Politico reported this week that President Obama was secretly in league with drug companies during the year-long debate over the passage of federal health reform in 2009, even while he was publicly posing as a populist enemy of the drug industry.
The Washington Examiner ran a similar story, and also pointed out that Max Baucus was a part of the plot in which the White House secretly agreed to massive concessions to drug makers, who in turn agreed to come out in favor of the Affordable Care Act, otherwise known as Obamacare.
These concessions are costly:in making them, the Obama White House reversed several positions that Obama took during his 2008 run for president. The Examiner reports that in the summer of 2009,
…the emails show, drug lobbyists, White House officials and aides to Sen. Max Baucus hammered out a deal that formed the backbone of Obamacare. The final bill would subsidize prescription drugs, force states to include drug coverage in Medicaid, and expand private insurance coverage of drugs. Also, the White House pledged to oppose policies that Obama had promised on the campaign trail: allowing reimportation of prescription drugs and empowering Medicare to negotiate for lower prices on the drugs Medicare is paying for.
In return for Obama giving away the farm, drug companies agreed to support passage of the Affordable Care Act and even run TV ads favoring it.
I don’t know what to make of all of this. There is no easy answer. The Affordable Care Act has many good components, and clearly you have to make deals to pass something big in Congress. But at what cost?
Also, the Examiner article fails to mention the most important concession by the White House: surrendering on the issue of a “public option” for U.S. citizens. This was Obama’s original proposal for a government-provided health insurance plan for purchase by citizens at a low price, which would have competed with private plans. The public option was (and is today) always popular, could have passed Congress easily with the President’s leadership if he had wanted to follow through with it, and would have been the best thing for the country. But it was never used as anything more than a bargaining tool by the White House, something to surrender as a concession. And now we learn about the many other giveways to health industry.
I suppose it is possible (although I believe improbable) that the final product and outcome were the only possible scenarios in which anything could have gotten through. The fact that Baucus was responsible for helping broker the deal (the least surprising aspect of this story) makes me wonder.
In the end, I fear that the famous mentality of White Houses past and present, of wanting to pass something, anything, at all costs just so that you can declare victory, appears to have prevailed here in these arrangements. In essence, the drug industry got whatever it wanted, and the price of it all was to simply support the legislation. That’s not exactly a hard bargain. It’s more like something out of the Devil and Daniel Webster.
Also, given that Obama’s health reform passed Congress with not a single Republican vote, what was the support of the drug industry really worth in the end? Was it even necessary? The Democrats who voted for the Affordable Care Act got slammed in the 2010 mid-term elections. In retrospect, would the 2010 mid-terms have been much worse if the drug companies, having been denied their bag of goodies by the Obama White House, had opposed the Affordable Care Act from the get-go? I doubt it.

■ Given material
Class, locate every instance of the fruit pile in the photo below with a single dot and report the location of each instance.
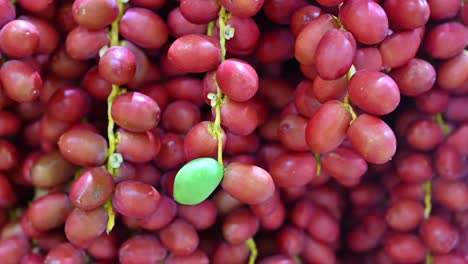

■ Your assignment
Answer these questions about the commentary on the White House and drug industry deal.
1. What two policies did the White House pledge to oppose, even though Obama had promised them during his campaign?
2. What did the drug companies agree to do in return for the concessions?
3. In which elections does the text say Democrats who voted for the Affordable Care Act "got slammed"?

■ Finished exercise
1. Allowing reimportation of prescription drugs and empowering Medicare to negotiate lower prices on the drugs it pays for.
2. They agreed to support passage of the Affordable Care Act and run TV ads favoring it.
3. The 2010 mid-term elections.